ACTIVITY = Send back all the data below, exactly as given.

Top of SOURCE MATERIAL

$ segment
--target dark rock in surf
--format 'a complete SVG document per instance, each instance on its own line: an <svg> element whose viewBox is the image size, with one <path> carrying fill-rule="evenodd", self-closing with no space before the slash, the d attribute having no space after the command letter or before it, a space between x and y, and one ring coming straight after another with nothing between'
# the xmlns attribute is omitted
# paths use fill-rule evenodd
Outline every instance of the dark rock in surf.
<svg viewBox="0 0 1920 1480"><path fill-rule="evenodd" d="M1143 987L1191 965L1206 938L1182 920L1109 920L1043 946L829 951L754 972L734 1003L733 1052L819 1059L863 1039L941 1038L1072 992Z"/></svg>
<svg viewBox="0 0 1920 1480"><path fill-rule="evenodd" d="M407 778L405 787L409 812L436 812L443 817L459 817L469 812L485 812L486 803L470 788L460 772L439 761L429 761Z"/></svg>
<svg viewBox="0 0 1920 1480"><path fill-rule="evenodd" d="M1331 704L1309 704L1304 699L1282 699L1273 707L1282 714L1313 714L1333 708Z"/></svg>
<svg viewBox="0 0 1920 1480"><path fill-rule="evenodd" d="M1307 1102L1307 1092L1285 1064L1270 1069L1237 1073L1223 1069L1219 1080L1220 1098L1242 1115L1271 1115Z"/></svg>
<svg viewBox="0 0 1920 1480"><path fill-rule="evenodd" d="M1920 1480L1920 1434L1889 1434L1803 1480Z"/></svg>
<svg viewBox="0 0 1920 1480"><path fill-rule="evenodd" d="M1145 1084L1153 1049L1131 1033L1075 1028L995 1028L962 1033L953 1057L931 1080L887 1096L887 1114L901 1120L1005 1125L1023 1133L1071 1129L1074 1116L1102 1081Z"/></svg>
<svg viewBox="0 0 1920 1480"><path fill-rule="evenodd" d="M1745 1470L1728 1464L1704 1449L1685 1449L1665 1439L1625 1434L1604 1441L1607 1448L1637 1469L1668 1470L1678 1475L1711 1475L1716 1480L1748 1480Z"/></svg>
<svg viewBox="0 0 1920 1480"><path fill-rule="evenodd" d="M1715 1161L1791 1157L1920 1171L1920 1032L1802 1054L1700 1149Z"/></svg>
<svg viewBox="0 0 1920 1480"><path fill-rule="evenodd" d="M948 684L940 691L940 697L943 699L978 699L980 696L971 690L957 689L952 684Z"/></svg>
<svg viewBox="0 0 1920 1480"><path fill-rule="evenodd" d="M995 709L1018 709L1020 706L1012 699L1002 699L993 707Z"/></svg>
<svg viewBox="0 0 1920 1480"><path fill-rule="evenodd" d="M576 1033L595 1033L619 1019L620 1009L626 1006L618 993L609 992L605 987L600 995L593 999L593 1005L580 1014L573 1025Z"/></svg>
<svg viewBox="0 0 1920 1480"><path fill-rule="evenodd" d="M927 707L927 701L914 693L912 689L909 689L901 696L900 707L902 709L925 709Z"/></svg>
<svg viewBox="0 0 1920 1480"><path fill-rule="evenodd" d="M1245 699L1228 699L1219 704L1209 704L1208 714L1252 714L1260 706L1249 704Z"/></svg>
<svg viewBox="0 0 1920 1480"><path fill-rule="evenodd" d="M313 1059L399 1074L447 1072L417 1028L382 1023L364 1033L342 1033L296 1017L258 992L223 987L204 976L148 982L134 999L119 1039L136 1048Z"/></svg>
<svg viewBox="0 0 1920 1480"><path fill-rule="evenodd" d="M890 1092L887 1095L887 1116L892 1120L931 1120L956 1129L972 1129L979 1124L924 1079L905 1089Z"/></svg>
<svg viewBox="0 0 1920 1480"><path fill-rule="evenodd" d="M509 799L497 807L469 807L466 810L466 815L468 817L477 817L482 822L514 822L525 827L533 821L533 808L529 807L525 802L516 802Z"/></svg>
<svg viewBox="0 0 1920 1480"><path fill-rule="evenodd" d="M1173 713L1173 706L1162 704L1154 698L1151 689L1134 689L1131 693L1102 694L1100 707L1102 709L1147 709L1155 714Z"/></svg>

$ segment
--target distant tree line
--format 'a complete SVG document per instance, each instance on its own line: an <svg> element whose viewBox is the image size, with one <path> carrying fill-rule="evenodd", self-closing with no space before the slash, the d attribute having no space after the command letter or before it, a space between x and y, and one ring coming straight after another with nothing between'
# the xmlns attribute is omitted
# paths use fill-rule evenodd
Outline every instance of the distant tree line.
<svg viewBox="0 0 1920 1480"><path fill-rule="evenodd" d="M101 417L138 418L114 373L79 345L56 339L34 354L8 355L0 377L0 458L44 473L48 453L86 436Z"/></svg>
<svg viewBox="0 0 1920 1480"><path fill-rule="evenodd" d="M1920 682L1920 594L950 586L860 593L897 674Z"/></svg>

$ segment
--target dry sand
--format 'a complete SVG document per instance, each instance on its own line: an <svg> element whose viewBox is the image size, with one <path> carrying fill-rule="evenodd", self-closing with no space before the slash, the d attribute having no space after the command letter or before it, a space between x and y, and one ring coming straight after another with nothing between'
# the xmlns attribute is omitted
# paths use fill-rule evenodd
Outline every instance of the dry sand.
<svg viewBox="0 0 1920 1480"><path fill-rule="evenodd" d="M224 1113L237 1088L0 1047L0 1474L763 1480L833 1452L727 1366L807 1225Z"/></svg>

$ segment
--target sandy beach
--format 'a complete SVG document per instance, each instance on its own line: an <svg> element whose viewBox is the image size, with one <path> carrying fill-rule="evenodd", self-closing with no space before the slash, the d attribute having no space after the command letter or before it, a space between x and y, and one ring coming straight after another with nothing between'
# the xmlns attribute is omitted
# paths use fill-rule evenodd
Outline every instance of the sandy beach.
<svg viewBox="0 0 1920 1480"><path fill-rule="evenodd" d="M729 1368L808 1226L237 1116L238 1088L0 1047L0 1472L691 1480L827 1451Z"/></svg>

Bottom of SOURCE MATERIAL

ANSWER TO THIS PROBLEM =
$ segment
--target dark rock in surf
--format 'a complete SVG document per instance, each instance on its own line: an <svg> element whose viewBox is the image size, with one <path> carrying fill-rule="evenodd", self-closing with no space before the slash, the d attribute having no space after the command letter or before it, a space between x and y, and one ring coming straight after another with nothing between'
# the xmlns attribute is omitted
# paths use fill-rule evenodd
Outline every instance of the dark rock in surf.
<svg viewBox="0 0 1920 1480"><path fill-rule="evenodd" d="M1143 987L1191 965L1206 938L1182 920L1109 920L1043 946L829 951L754 972L734 1003L733 1052L819 1059L863 1039L941 1038L1072 992Z"/></svg>
<svg viewBox="0 0 1920 1480"><path fill-rule="evenodd" d="M407 778L405 787L409 812L436 812L443 817L459 817L469 812L485 812L486 803L470 788L460 772L439 761L429 761Z"/></svg>
<svg viewBox="0 0 1920 1480"><path fill-rule="evenodd" d="M1331 704L1309 704L1304 699L1282 699L1273 707L1282 714L1313 714L1333 708Z"/></svg>
<svg viewBox="0 0 1920 1480"><path fill-rule="evenodd" d="M1307 1102L1307 1092L1285 1064L1270 1069L1237 1073L1223 1069L1219 1080L1220 1098L1242 1115L1271 1115Z"/></svg>
<svg viewBox="0 0 1920 1480"><path fill-rule="evenodd" d="M1920 1480L1920 1434L1889 1434L1803 1480Z"/></svg>
<svg viewBox="0 0 1920 1480"><path fill-rule="evenodd" d="M1145 1084L1153 1049L1131 1033L1075 1028L995 1028L962 1033L953 1057L931 1080L887 1096L887 1114L901 1120L1005 1125L1023 1133L1071 1129L1074 1116L1102 1081Z"/></svg>
<svg viewBox="0 0 1920 1480"><path fill-rule="evenodd" d="M1745 1470L1728 1464L1704 1449L1685 1449L1665 1439L1625 1434L1604 1441L1607 1448L1637 1469L1668 1470L1678 1475L1711 1475L1716 1480L1748 1480Z"/></svg>
<svg viewBox="0 0 1920 1480"><path fill-rule="evenodd" d="M1715 1161L1791 1157L1920 1171L1920 1032L1802 1054L1700 1149Z"/></svg>
<svg viewBox="0 0 1920 1480"><path fill-rule="evenodd" d="M948 684L940 691L940 697L943 699L978 699L980 696L971 690L957 689L952 684Z"/></svg>
<svg viewBox="0 0 1920 1480"><path fill-rule="evenodd" d="M995 709L1018 709L1020 706L1012 699L1002 699L993 707Z"/></svg>
<svg viewBox="0 0 1920 1480"><path fill-rule="evenodd" d="M576 1033L595 1033L619 1019L620 1009L626 1006L618 993L609 992L605 987L600 995L593 999L593 1005L580 1014L573 1025Z"/></svg>
<svg viewBox="0 0 1920 1480"><path fill-rule="evenodd" d="M927 707L927 701L914 693L912 689L909 689L901 696L900 707L902 709L925 709Z"/></svg>
<svg viewBox="0 0 1920 1480"><path fill-rule="evenodd" d="M1245 699L1228 699L1219 704L1209 704L1208 714L1252 714L1260 706L1249 704Z"/></svg>
<svg viewBox="0 0 1920 1480"><path fill-rule="evenodd" d="M313 1059L399 1074L447 1072L417 1028L382 1023L364 1033L342 1033L296 1017L258 992L223 987L204 976L148 982L134 999L119 1039L136 1048Z"/></svg>
<svg viewBox="0 0 1920 1480"><path fill-rule="evenodd" d="M890 1092L887 1095L887 1116L892 1120L931 1120L956 1129L972 1129L979 1124L924 1079L905 1089Z"/></svg>
<svg viewBox="0 0 1920 1480"><path fill-rule="evenodd" d="M509 799L497 807L469 807L466 810L466 815L468 817L477 817L482 822L514 822L525 827L533 821L533 808L529 807L525 802L516 802Z"/></svg>
<svg viewBox="0 0 1920 1480"><path fill-rule="evenodd" d="M1173 713L1173 706L1162 704L1154 698L1151 689L1134 689L1131 693L1102 694L1100 707L1102 709L1147 709L1155 714Z"/></svg>

$ segment
--target distant tree line
--format 'a complete SVG document per instance, each instance on its own line: an <svg> element whose viewBox is the image size, with one <path> carrying fill-rule="evenodd", self-closing with no space before the slash, the d attribute having no space after the command letter or before it, a space between x and y, and one ring coming straight after another with nothing between'
# the xmlns attribute is omitted
# paths use fill-rule evenodd
Outline every instance of the distant tree line.
<svg viewBox="0 0 1920 1480"><path fill-rule="evenodd" d="M101 417L138 418L114 373L79 345L56 339L34 354L8 355L0 377L0 458L44 473L48 453L86 436Z"/></svg>
<svg viewBox="0 0 1920 1480"><path fill-rule="evenodd" d="M1920 682L1920 594L950 586L860 593L897 674Z"/></svg>

$ segment
--target dry sand
--format 'a complete SVG document per instance, each instance on its own line: an <svg> element whose viewBox is the image size, with one <path> carrying fill-rule="evenodd", self-closing with no space before the slash, the d attribute having no space after the command letter or before it, a space between x and y, and one ring coming straight after another with nothing between'
# the xmlns attribute is omitted
# paths use fill-rule evenodd
Outline every instance of the dry sand.
<svg viewBox="0 0 1920 1480"><path fill-rule="evenodd" d="M224 1113L237 1088L0 1047L0 1474L763 1480L833 1452L727 1366L807 1225Z"/></svg>

$ segment
--target sandy beach
--format 'a complete SVG document per instance, each instance on its own line: an <svg> element whose viewBox is the image size, with one <path> carrying fill-rule="evenodd", self-closing with no space before the slash, the d attribute having no space after the command letter or before it, a space between x and y, and one ring coming straight after another with nothing between'
# the xmlns attribute is omitted
# paths use fill-rule evenodd
Outline every instance of the sandy beach.
<svg viewBox="0 0 1920 1480"><path fill-rule="evenodd" d="M729 1368L808 1226L237 1116L238 1088L0 1047L0 1472L691 1480L827 1451Z"/></svg>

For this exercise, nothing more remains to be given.